• _Texte fourni_:
Ainsi Fonck, Fonck, Fonck…

  • Portrait
Luxembourg  / Arlon

Par Mélanie Noiret

Dans quelques mois, Jean-Luc Fonck fêtera ses 60 ans. Déjà, oui ! Depuis bientôt 30 ans, il amuse la galerie avec ses chansons à textes, sa gouaille toujours aimable, mais sans concession, qu’il distribue en pépites aussi bien sur scène qu’à la radio et à la télévision. 

 

Depuis une quinzaine d’années, l’artiste, Arlonais d’origine, partage aussi son sens de l’humour, ses jeux de mots et son imagination débordante à travers des écrits, romans et recueils de nouvelles. Dans son dernier opus, « Les hommes préfèrent les grottes » (Éditions Luc Pire), on retrouve son personnage fétiche, le très spécial et très fonctionnaire Hubert, dans une aventure bizarroïde sur fond de Grottes de Han. Quant à son soixantième anniversaire, le toujours jeune rêveur convie le public à le fêter à l’Ancienne Belgique le jour fatidique, soit le 9 mars 2017 pour un concert « Olé ! Olé ! ». En attendant, entre deux chroniques « La chanson du vendredi » sur La Première, entre deux concerts ou séances d’écriture, Monsieur Fonck se permet une pause dans un café en notre compagnie et répond à nos questions… Euh, non, en fait ! Parce qu’une interview classique avec Jean-Luc Fonck, c’est pour ainsi dire impossible. Alors, les questions préparées, vous les conservez dans votre carnet et vous tâchez d’improviser une belle rencontre avec lui. Donc, ne vous attendez pas à des questions « carrées-carrées »… Parce que ça tourne plutôt rond chez Jean-Luc Fonck !

• _Matériel extrait_:
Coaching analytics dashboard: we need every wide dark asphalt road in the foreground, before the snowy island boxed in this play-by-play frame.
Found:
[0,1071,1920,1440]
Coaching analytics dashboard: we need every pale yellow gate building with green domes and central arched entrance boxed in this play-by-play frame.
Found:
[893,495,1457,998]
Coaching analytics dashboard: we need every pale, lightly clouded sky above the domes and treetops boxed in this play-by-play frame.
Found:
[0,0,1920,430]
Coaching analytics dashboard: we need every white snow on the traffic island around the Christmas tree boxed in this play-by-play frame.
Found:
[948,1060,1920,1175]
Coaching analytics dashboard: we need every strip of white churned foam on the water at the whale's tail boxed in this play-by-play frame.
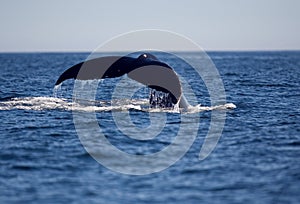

• _Consigne 1_: Résumez sous forme de liste le paragraphe du portrait de Jean-Luc Fonck qui commence par « Depuis une quinzaine d'années », en gardant ses faits principaux.
• _Consigne 2_: Poursuivez le portrait de Jean-Luc Fonck à partir de l'endroit où il s'arrête.
Les items n'ont aucun rôle dans ce travail.

• _Réponse 1_:
- Depuis une quinzaine d'années, Jean-Luc Fonck, originaire d'Arlon, écrit aussi des romans et des recueils de nouvelles.
- Son dernier livre, « Les hommes préfèrent les grottes » (Éditions Luc Pire), met en scène son personnage fétiche, Hubert, très fonctionnaire, dans une aventure bizarre autour des Grottes de Han.
- Il fêtera ses 60 ans le 9 mars 2017 à l'Ancienne Belgique, lors du concert « Olé ! Olé ! ».
- Entre ses chroniques « La chanson du vendredi » sur La Première, ses concerts et l'écriture, il fait une pause dans un café pour une rencontre.
- Une interview classique avec lui étant presque impossible, les questions préparées restent dans le carnet et l'échange s'improvise.

• _Réponse 2_:
10 novembre 2016, actualité du jour : Donald Trump est le nouveau président des USA…

Jean-Luc Fonck — Peut-être qu’il va apparaître sur scène ou dans une chanson… Les gens n’ont qu’à s’en prendre à eux-mêmes ! L’Amérique, c’est un pays où, comme en France, les gens ne vont pas voter, car ils se disent que
ce n’est pas la peine. Bon, en France, ils ont au moins le 2e tour pour se rattraper. Mais cela mène à des situations un peu idiotes où les gens vont voter contre quelqu’un et pas pour quelqu’un, tout ça parce qu’ils ne sont pas allés voter au 1er tour. Trump a été élu tout à fait démocratiquement. Maintenant, ils doivent faire avec. C’est eux qui ont choisi. Et on ne peut pas dire qu’il a fait le gentil pendant sa campagne, on ne peut pas dire qu’il a caché son jeu. Il dit du mal des latinos et 30 % ont voté pour lui. Il a dit pis que « pendre des Noirs », ils lui ont donné 8 % de votes. Beaucoup de femmes ont voté pour lui, alors qu’il a manifesté son manque de respect envers elles. Alors pourquoi ? Les gens veulent un autre modèle. Lui, il n’est pas conforme. C’est un gros beauf. En même temps, selon moi, il ne faut pas trop paniquer, il n’est pas tout seul. Il a dit du mal de tout le monde et, maintenant, il va devoir travailler avec ce « tout le monde » !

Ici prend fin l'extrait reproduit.